>> Start DOCUMENT SEGMENT
As of March 31, 2013 and December 31, 2012, the Company’s long-term debt consisted of the following (in thousands):
 
March 31, 2013
 
December 31, 2012
Credit Agreement:
 
 
 
Term Loan A, maturing August 17, 2015
$
118,750

 
$
143,750

Term Loan B, maturing August 17, 2016
466,432

 
466,432

11.5% Senior Notes due 2018
325,000

 
325,000

Total debt
910,182

 
935,182

Less: current portion of long-term debt
(6,250
)
 
(25,000
)
Total long-term debt
$
903,932

 
$
910,182


As of March 31, 2013, advances under the revolving credit facility may be made, and letters of credit may be issued, up to the $110 million borrowing capacity of the facility at any time prior to the facility expiration date of August 17, 2015. Outstanding letters of credit were $45.4 million at both March 31, 2013 and December 31, 2012. The letters of credit were issued to guarantee payments under the Company’s workers’ compensation program and for certain other commitments. As of March 31, 2013, the Company’s unused and available borrowing capacity under the Credit Agreement was $64.6 million.
>> End DOCUMENT SEGMENT
>> Start PROVIDED MATERIAL
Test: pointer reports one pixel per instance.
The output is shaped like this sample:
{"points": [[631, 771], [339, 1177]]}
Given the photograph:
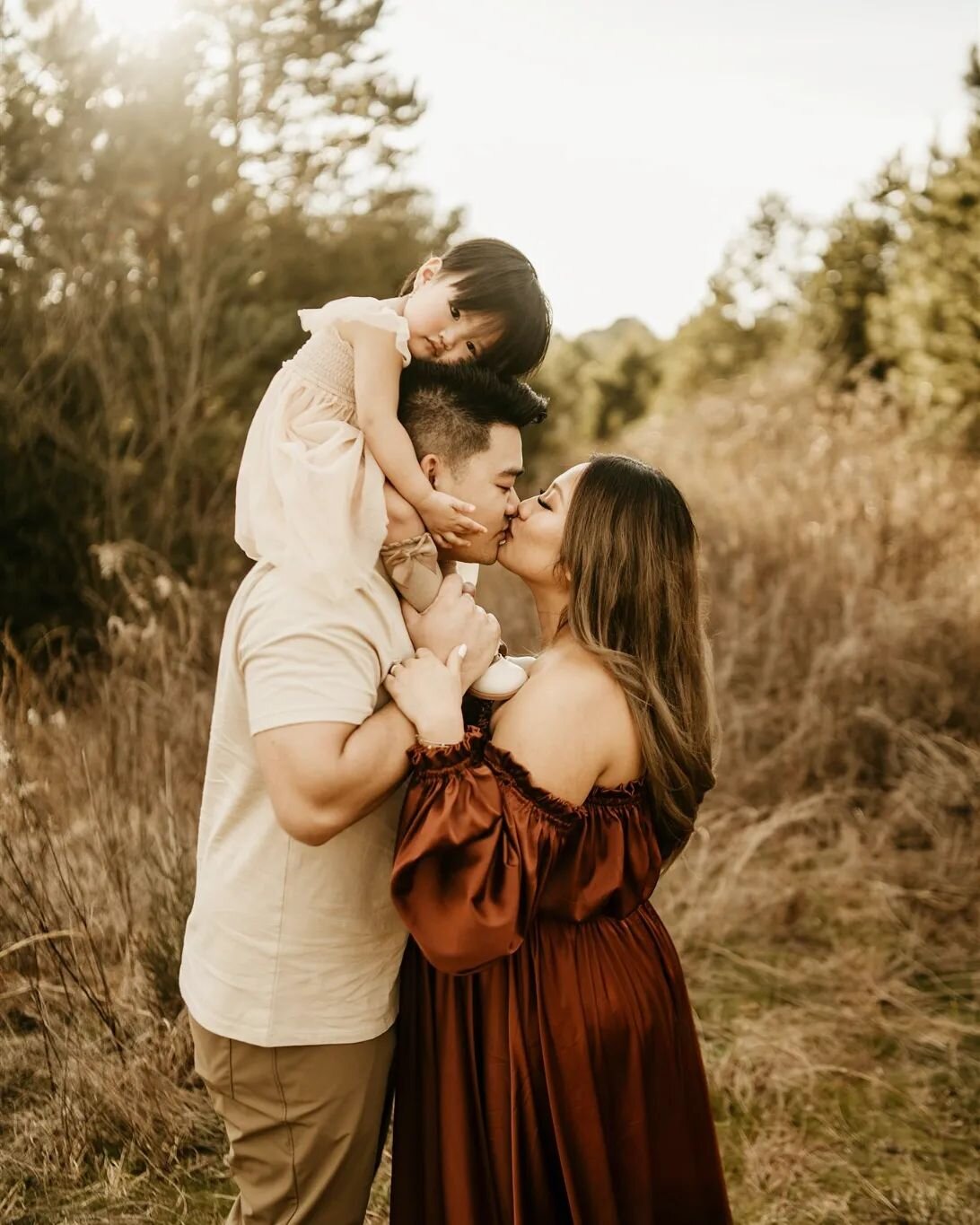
>> End PROVIDED MATERIAL
- **TASKS TO COMPLETE**
1. Output the part of the debt disclosure from "Total long-term debt" to "was $64.6 million.".
2. Write the next part of the company's long-term debt disclosure, picking up after its last sentence.
The lines were gathered from a separate source and have no connection to the debt disclosure.

- **ANSWERS TO THE EXERCISES**
1.
Total long-term debt
$
903,932

 
$
910,182


As of March 31, 2013, advances under the revolving credit facility may be made, and letters of credit may be issued, up to the $110 million borrowing capacity of the facility at any time prior to the facility expiration date of August 17, 2015. Outstanding letters of credit were $45.4 million at both March 31, 2013 and December 31, 2012. The letters of credit were issued to guarantee payments under the Company’s workers’ compensation program and for certain other commitments. As of March 31, 2013, the Company’s unused and available borrowing capacity under the Credit Agreement was $64.6 million.

2.
The interest rate per annum on borrowings under the Credit Agreement is based on, at the option of the Company, (i) the Eurodollar Rate or (ii) the Base Rate, plus an Applicable Rate. The Base Rate represents the highest of (x) the Bank of America prime rate, (y) the federal funds rate plus 0.50 percent or (z) the Eurodollar Rate plus 1.00 percent. In determining the interest rates on the Term Loan A and Term Loan B facilities, in no event shall the Eurodollar Rate be less than 1.25 percent and the Base Rate be less than 2.25 percent. The Applicable Rate component of the interest rate under the Company's Credit Agreement is based on the Company's consolidated leverage ratio as follows:
 
Applicable Rates
 
Revolving Credit Facility and Letter of Credit Fees
 
Term Loan A
 
Term Loan B
Consolidated
Leverage Ratio
Eurodollar Rate
 
Base Rate
 
Eurodollar Rate
 
Base Rate
 
Eurodollar Rate
 
Base Rate
≥ 3.0:1
5.00%
 
4.00%
 
5.00%
 
4.00%
 
5.25%
 
4.25%
≥ 2.0:1 and < 3.0:1
4.50%
 
3.50%
 
4.75%
 
3.75%
 
5.25%
 
4.25%
< 2.0:1
4.00%
 
3.00%
 
4.50%
 
3.50%
 
5.25%
 
4.25%

The Company may select interest periods of one, two, three or six months for Eurodollar Rate loans. Interest is payable at the end of the selected interest period. From March 10, 2011 through March 5, 2012, the interest rate on Term Loan A borrowings was 4.50 percent and on Term Loan B borrowings was 4.75 percent. Subsequent to March 5, 2012, the interest rate on Term Loan A borrowings is 6.25 percent and on Term Loan B borrowings is 6.50 percent. The Company must also pay a fee of 0.50 percent per annum on unused commitments under the revolving credit facility.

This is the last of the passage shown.